My purpose here is to list what limited provision remains for legal aid for family law matters and the funding options or alternatives there may be out there.

Legal Aid (remains of the day)

You can still obtain legal aid (provided you qualify on capital and income) in the following scenarios:

  1. If you are a victim of domestic violence.  You must be able to produce evidence of the domestic violence to your solicitor.
  2. If you have a child who is at risk of abuse from a partner.  Again, you must be able to give your solicitor evidence of the abuse.  Guidance has been published on the type of evidence at the Ministry of Justice website.
  3. If you and your partner agree to go to mediation.  You can also get some limited help from a solicitor outside the mediation process such as the drawing up of a consent order if the mediation is successful.  Unfortunately, mediation is not going to work for everyone.

Funding options in the absence of legal aid for family law

So what if you can’t get legal aid for family law?  What are the options?  In no particular order:

  1. Are you a member of a union?  Funding assistance may be available for members.
  2. Are you covered for legal assistance under your domestic household insurance?  Check the policy terms.
  3. Litigation loan funding.  There are specialist providers and your family lawyer should have the contacts to assess whether you can use such a facility.  However, you will pay interest on the loan and, ultimately, you will need some capital assets (such as property) in order to pay off the loan at the end of the case.
  4. Commercial lending from banks.  Unsecured loans generally available on the high street or online.
  5. Credit cards.  Another source of legal fees funding if all other commercial avenues are exhausted.  Fine in the short-term if the borrowing can be cleared in the settlement.
  6. Cashing in any existing investments.  There may be some savings accounts or ISA’s that could be utilised but do discuss with a lawyer first or an independent financial adviser.  Works if you have control over your own assets but not as good if the assets are joint and your partner wants to control your ability to get advice.
  7. Borrowing off family and friends.  More common than you might think. But ensure it is a ‘hard loan’ – one that must be paid back and is evidenced in writing.  If the loan is seen as ‘soft’ by your partner’s lawyers, they may argue it is not to be paid back and therefore you cannot count it in as a liability when deciding finances.
+-------+
= Task requirements =
[a] In the family law funding text, what two conditions must a "hard loan" from family or friends meet?
[b] Render this sentence from the family law funding text in Spanish: "Unfortunately, mediation is not going to work for everyone."
[c] Write out the part of the family law funding text that begins at the words "1. If you are" and stops after "of Justice website.".

= Supplied material =
+-------+
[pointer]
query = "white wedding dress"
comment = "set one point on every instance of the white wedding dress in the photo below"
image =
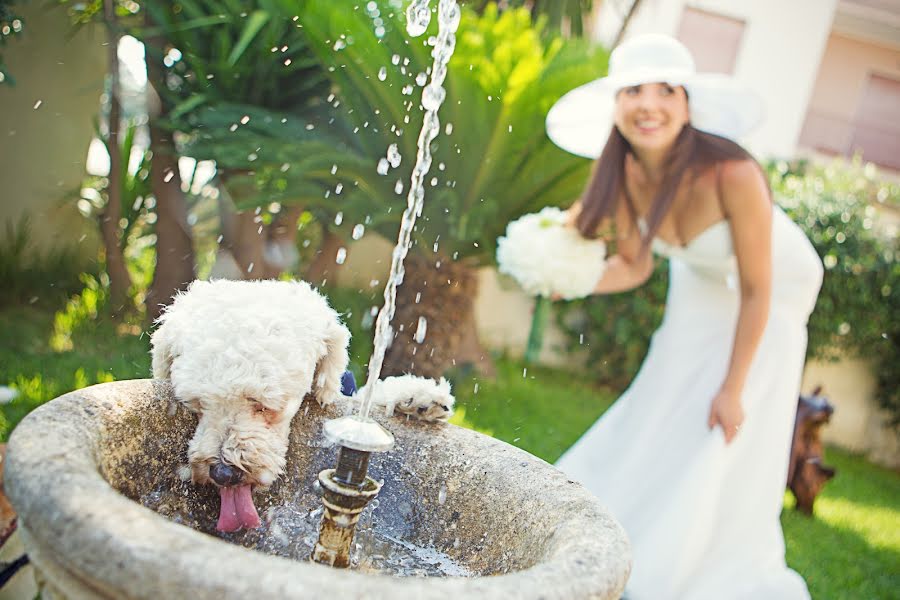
+-------+
= Answers to the exercise =
[a] It must be paid back, and it must be evidenced in writing.

[b] Desafortunadamente, la mediación no va a funcionar para todos.

[c]
1. If you are a victim of domestic violence.  You must be able to produce evidence of the domestic violence to your solicitor.
  2. If you have a child who is at risk of abuse from a partner.  Again, you must be able to give your solicitor evidence of the abuse.  Guidance has been published on the type of evidence at the Ministry of Justice website.